▶ Stated task: List every line of the data below that contains the word "bounding". Case matters.

▶ Supplied material:
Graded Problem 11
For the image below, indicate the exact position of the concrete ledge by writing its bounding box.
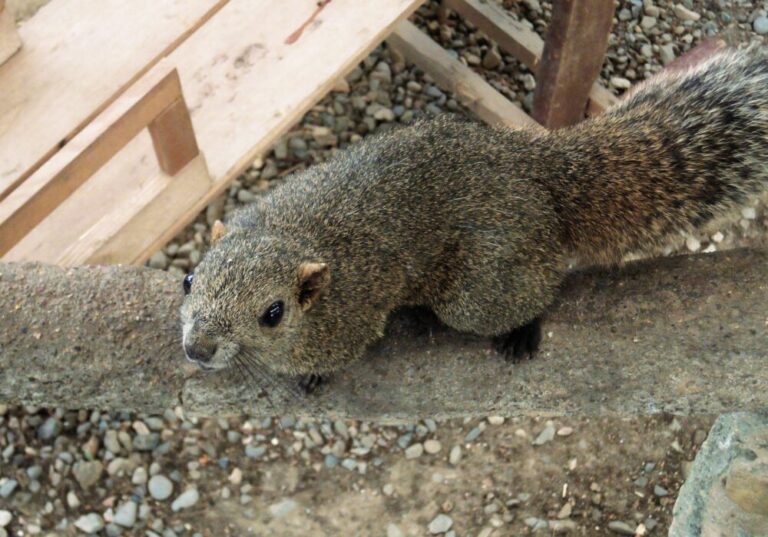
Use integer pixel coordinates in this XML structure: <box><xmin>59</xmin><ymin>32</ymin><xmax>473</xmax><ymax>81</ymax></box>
<box><xmin>0</xmin><ymin>250</ymin><xmax>768</xmax><ymax>422</ymax></box>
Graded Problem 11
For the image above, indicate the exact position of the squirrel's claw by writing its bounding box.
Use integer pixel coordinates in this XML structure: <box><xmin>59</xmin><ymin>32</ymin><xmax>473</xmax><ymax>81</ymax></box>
<box><xmin>493</xmin><ymin>317</ymin><xmax>541</xmax><ymax>363</ymax></box>
<box><xmin>299</xmin><ymin>374</ymin><xmax>323</xmax><ymax>395</ymax></box>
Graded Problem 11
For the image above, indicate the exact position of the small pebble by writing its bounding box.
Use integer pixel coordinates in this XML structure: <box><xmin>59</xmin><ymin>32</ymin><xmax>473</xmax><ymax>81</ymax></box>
<box><xmin>171</xmin><ymin>488</ymin><xmax>200</xmax><ymax>513</ymax></box>
<box><xmin>75</xmin><ymin>513</ymin><xmax>104</xmax><ymax>533</ymax></box>
<box><xmin>148</xmin><ymin>474</ymin><xmax>173</xmax><ymax>501</ymax></box>
<box><xmin>427</xmin><ymin>513</ymin><xmax>453</xmax><ymax>535</ymax></box>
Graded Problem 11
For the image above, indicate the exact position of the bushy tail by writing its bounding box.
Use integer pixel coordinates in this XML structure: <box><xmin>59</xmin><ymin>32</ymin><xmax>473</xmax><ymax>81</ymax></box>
<box><xmin>546</xmin><ymin>47</ymin><xmax>768</xmax><ymax>262</ymax></box>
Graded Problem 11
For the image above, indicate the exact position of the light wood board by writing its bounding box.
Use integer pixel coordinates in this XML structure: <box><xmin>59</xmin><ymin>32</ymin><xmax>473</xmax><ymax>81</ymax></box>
<box><xmin>0</xmin><ymin>0</ymin><xmax>227</xmax><ymax>200</ymax></box>
<box><xmin>0</xmin><ymin>62</ymin><xmax>204</xmax><ymax>255</ymax></box>
<box><xmin>4</xmin><ymin>0</ymin><xmax>421</xmax><ymax>264</ymax></box>
<box><xmin>0</xmin><ymin>0</ymin><xmax>21</xmax><ymax>65</ymax></box>
<box><xmin>387</xmin><ymin>21</ymin><xmax>540</xmax><ymax>129</ymax></box>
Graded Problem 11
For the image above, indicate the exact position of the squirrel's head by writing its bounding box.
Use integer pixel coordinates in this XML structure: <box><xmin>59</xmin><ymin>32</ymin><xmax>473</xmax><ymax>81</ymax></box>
<box><xmin>181</xmin><ymin>222</ymin><xmax>330</xmax><ymax>374</ymax></box>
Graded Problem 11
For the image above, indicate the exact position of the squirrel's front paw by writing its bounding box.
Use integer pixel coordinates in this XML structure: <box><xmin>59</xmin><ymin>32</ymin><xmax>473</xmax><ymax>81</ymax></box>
<box><xmin>299</xmin><ymin>374</ymin><xmax>323</xmax><ymax>395</ymax></box>
<box><xmin>493</xmin><ymin>317</ymin><xmax>541</xmax><ymax>363</ymax></box>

▶ Response to the task:
For the image below, indicate the exact position of the concrete ledge by writing its bounding box.
For the image above, indicate the exact position of the squirrel's claw by writing its bounding box.
For the image above, indicate the exact position of the small pebble by writing its bounding box.
For the image above, indicate the exact position of the bushy tail by writing its bounding box.
For the image above, indicate the exact position of the light wood board by writing its bounding box.
For the image above, indicate the exact position of the squirrel's head by writing its bounding box.
For the image above, indicate the exact position of the squirrel's front paw by writing its bounding box.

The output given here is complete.